- _Objective_
Return every line of the records below word for word, leaving out the pictures.

- _Data provided_
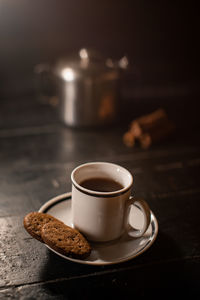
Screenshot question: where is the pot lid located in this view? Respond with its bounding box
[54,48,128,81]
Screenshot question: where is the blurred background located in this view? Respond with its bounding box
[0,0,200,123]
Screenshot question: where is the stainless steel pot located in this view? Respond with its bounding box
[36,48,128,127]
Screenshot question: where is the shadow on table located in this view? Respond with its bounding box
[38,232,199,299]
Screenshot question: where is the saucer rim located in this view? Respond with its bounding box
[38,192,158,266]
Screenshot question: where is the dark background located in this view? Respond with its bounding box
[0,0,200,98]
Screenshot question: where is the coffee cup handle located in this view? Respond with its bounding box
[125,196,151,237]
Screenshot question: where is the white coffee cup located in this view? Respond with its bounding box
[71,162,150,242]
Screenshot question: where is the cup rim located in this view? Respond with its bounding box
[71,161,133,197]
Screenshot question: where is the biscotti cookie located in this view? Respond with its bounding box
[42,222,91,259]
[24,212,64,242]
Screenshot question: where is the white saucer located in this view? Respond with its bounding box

- _Exercise response_
Screenshot question: where is the pot lid located in this view? Respond with its bounding box
[54,48,128,81]
Screenshot question: where is the blurred background located in this view? Respond with its bounding box
[0,0,200,123]
Screenshot question: where is the stainless steel pot located in this view? Respond with its bounding box
[36,48,128,127]
Screenshot question: where is the shadow on table located in this view? Respond with its bounding box
[38,232,199,299]
Screenshot question: where is the saucer rim located in this view? Respond with its bounding box
[38,192,158,266]
Screenshot question: where is the dark background located in this view? Respond with its bounding box
[0,0,200,98]
Screenshot question: where is the coffee cup handle located in this view? Respond with its bounding box
[125,196,151,237]
Screenshot question: where is the white coffee cup located in this view? Respond with its bounding box
[71,162,150,242]
Screenshot question: where is the cup rim located in this view? Respond with its bounding box
[71,161,133,197]
Screenshot question: where is the biscotti cookie located in this view? Respond with its bounding box
[42,222,91,259]
[24,212,64,242]
Screenshot question: where is the white saucer located in this view? Respond with its bounding box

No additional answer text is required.